- **Items from a dataset**:
####
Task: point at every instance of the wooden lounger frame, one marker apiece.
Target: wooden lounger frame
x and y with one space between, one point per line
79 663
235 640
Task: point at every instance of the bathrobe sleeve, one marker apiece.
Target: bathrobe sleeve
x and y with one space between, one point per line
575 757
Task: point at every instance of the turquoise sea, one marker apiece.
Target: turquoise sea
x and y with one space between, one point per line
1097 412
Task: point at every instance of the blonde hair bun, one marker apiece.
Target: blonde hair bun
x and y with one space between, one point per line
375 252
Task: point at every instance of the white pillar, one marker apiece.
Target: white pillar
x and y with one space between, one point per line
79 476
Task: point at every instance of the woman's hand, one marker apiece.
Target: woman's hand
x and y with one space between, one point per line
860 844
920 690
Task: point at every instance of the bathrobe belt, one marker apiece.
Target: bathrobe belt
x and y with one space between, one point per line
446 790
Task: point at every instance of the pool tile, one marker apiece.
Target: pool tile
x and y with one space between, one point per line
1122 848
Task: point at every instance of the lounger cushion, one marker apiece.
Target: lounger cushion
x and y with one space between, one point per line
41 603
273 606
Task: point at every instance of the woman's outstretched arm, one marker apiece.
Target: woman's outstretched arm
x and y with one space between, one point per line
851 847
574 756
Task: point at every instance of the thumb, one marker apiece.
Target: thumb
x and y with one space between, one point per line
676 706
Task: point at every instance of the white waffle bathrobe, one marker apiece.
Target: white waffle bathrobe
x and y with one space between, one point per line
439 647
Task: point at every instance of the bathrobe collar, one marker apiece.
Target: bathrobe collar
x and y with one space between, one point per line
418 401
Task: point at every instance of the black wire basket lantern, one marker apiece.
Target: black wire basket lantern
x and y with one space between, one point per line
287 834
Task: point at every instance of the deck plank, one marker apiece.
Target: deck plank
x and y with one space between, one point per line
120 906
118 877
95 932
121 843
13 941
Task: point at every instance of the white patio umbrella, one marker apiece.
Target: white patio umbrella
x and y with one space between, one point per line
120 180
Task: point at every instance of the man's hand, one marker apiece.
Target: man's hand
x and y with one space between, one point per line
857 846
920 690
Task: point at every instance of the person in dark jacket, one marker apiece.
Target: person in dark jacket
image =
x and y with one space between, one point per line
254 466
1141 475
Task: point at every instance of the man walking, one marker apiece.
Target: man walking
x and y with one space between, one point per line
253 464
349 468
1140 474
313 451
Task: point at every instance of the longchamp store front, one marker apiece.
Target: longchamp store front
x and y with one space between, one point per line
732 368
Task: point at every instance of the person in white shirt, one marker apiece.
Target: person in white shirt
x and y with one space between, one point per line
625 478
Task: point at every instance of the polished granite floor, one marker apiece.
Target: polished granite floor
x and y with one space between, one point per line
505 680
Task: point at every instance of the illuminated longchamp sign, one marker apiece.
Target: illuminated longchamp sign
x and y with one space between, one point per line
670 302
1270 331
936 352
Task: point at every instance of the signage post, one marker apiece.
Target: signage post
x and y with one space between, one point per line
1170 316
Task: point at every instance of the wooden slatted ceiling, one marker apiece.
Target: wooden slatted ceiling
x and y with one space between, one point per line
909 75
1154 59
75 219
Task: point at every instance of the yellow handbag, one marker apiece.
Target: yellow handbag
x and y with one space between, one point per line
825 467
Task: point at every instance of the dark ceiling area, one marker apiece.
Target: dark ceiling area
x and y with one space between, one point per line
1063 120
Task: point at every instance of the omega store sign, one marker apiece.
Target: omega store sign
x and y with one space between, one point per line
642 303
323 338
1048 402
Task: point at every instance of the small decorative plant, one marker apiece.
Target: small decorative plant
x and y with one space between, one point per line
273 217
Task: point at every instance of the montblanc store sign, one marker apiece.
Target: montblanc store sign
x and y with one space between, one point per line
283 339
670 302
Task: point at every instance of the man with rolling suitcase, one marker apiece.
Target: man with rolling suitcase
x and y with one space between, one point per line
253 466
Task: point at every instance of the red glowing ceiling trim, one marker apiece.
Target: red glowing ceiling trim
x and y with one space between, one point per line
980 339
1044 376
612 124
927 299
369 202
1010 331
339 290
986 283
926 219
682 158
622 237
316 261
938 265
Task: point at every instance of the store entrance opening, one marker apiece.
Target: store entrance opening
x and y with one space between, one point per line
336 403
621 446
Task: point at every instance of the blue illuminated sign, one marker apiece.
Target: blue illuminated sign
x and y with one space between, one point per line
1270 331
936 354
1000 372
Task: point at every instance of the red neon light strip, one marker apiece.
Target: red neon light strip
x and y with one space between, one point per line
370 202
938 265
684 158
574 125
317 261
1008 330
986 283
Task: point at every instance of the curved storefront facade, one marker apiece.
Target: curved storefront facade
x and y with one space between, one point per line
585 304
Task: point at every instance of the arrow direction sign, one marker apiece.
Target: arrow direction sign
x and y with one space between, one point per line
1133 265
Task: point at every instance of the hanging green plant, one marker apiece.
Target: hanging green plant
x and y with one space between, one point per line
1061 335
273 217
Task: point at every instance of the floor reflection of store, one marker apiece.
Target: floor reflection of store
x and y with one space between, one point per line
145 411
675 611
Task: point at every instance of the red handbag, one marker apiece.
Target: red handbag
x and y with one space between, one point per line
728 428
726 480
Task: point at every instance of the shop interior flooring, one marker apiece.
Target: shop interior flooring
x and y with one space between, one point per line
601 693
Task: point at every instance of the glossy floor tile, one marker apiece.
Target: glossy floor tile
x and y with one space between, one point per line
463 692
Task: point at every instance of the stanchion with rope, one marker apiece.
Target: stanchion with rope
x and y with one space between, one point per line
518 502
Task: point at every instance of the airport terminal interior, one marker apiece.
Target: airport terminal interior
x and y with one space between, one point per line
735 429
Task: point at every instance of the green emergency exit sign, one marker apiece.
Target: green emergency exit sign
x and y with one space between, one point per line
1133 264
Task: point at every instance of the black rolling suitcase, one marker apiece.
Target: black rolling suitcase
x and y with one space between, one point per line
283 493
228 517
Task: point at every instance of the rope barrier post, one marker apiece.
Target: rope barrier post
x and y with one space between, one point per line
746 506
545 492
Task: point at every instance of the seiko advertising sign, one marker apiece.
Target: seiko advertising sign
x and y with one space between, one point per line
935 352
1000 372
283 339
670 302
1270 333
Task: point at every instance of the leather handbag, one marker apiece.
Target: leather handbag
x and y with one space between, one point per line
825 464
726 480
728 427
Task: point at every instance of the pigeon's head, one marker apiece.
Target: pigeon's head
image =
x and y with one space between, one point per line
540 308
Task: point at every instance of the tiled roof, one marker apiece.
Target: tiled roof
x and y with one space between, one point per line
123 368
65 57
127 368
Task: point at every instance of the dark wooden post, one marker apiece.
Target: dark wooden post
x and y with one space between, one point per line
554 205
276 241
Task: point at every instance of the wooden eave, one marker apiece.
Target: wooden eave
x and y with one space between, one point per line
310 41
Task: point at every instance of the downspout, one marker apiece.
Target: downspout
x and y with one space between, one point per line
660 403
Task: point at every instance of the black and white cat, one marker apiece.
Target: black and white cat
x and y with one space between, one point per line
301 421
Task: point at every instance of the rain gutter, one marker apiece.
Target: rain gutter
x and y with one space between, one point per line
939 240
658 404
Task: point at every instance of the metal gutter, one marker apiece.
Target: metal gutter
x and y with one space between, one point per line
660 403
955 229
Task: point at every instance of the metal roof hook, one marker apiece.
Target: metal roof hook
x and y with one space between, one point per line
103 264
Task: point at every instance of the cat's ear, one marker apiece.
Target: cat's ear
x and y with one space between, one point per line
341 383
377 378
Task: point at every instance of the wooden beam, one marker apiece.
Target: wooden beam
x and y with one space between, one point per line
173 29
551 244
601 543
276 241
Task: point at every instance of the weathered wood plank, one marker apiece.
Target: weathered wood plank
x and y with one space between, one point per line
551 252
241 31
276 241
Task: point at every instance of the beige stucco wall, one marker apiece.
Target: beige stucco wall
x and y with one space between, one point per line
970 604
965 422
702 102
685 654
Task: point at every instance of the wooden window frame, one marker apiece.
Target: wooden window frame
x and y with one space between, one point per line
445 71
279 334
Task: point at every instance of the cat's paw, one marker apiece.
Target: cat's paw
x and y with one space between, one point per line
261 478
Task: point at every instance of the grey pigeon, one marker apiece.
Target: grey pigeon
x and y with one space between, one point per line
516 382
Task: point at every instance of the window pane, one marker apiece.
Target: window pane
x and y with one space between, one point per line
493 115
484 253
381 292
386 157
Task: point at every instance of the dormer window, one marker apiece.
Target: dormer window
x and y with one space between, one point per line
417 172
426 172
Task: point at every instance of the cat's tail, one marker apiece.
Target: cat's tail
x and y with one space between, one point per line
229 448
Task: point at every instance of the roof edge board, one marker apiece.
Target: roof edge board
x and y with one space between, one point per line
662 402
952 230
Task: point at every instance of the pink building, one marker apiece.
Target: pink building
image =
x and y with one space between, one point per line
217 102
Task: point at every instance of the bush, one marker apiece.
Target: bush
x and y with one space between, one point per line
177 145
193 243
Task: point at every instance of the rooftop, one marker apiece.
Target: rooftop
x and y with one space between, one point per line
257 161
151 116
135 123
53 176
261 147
####
- **Aim**:
Nothing but the lines from the one with "Task: point at every instance of the cat's tail, one" through the end of the data above should be repeated, each exactly as it stands.

- **Response to the task**:
Task: point at every instance of the cat's tail, one marker apiece.
Target: cat's tail
x and y with one space between, one point per line
229 448
Task: point at every instance of the roof edge board, one marker apiece.
Target: roof edge board
x and y with one space between, one point per line
662 402
952 230
Task: point at every instance of the pink building, one marker apiece.
Target: pink building
image =
x and y with one space between, one point per line
217 102
Task: point at every instance of the bush, one marker apiece.
Target: bush
x and y with one space between, one point per line
177 145
193 243
Task: point at every instance of the rooftop, one marker apiece.
Target: rooftop
x and y with one space between, one point per line
257 161
151 116
135 123
53 176
261 147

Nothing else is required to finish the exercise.